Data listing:
********************

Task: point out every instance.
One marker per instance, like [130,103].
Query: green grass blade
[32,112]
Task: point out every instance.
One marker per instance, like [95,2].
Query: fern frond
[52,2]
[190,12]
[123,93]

********************

Exercise —
Reproduce the material with "instance" swapped for "occurrence" everywhere it occurs, leaving everything else untouched.

The result —
Task: point out every occurrence.
One marker per occurrence, like [130,103].
Query: green grass blade
[32,112]
Task: point out every occurrence.
One marker per occurrence, like [95,2].
Query: fern frond
[52,2]
[190,12]
[123,93]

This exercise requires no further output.